-- Begin Information provided --

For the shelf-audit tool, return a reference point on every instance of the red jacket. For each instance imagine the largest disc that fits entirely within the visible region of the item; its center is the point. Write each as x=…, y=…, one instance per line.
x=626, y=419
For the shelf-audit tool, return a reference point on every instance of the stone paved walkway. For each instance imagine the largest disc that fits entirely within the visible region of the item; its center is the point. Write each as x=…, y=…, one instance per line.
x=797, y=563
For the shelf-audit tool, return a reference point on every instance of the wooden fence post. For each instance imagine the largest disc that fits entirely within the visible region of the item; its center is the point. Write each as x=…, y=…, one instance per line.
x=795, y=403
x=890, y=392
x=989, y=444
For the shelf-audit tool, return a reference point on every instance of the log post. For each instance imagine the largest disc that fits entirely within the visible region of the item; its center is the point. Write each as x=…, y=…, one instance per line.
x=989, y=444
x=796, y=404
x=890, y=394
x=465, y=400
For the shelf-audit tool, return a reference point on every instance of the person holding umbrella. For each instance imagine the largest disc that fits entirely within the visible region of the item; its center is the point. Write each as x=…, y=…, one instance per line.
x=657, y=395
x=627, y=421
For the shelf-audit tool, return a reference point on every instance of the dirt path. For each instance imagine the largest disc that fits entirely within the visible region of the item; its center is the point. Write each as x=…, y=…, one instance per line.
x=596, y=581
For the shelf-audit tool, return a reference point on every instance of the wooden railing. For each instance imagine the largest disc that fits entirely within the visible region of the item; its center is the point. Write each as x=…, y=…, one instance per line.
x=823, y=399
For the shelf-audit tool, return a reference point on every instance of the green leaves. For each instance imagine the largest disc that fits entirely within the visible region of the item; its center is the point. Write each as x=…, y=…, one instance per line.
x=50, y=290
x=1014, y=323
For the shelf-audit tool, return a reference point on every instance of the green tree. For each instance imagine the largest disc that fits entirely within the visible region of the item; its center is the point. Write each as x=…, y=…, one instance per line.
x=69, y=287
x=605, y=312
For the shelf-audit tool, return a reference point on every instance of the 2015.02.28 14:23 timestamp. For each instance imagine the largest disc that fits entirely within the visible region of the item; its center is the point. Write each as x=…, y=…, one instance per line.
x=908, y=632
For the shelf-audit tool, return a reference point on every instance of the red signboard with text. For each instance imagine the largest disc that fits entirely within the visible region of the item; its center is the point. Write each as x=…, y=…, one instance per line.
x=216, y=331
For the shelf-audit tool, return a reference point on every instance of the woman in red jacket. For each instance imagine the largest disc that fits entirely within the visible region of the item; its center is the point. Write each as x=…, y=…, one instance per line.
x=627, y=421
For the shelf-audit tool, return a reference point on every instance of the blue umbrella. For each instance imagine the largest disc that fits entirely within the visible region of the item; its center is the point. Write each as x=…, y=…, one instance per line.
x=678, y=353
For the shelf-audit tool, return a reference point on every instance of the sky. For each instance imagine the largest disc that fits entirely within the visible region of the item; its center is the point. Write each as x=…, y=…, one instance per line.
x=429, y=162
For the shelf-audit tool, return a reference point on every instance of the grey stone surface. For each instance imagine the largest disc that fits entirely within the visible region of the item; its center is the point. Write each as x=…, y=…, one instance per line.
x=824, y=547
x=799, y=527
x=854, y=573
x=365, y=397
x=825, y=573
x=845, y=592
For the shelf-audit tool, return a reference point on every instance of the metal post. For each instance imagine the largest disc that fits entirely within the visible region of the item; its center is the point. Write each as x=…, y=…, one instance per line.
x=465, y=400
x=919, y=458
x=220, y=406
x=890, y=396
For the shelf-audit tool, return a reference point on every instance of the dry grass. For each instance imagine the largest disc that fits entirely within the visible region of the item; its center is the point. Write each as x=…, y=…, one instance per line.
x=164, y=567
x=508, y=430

-- End Information provided --

Challenge: Put the material from the line with "of the metal" up to and including the line with "x=890, y=396" into a Markdown table with the columns "Row" and "Line", numbering each row and leaving out blank lines.

Output:
| Row | Line |
|---|---|
| 1 | For the shelf-audit tool, return a reference point on every instance of the metal post. For each instance imagine the largest disc that fits entirely within the visible region of the item; its center is the point. Write each as x=…, y=…, one instance per line. |
| 2 | x=465, y=400 |
| 3 | x=919, y=458 |
| 4 | x=220, y=406 |
| 5 | x=890, y=396 |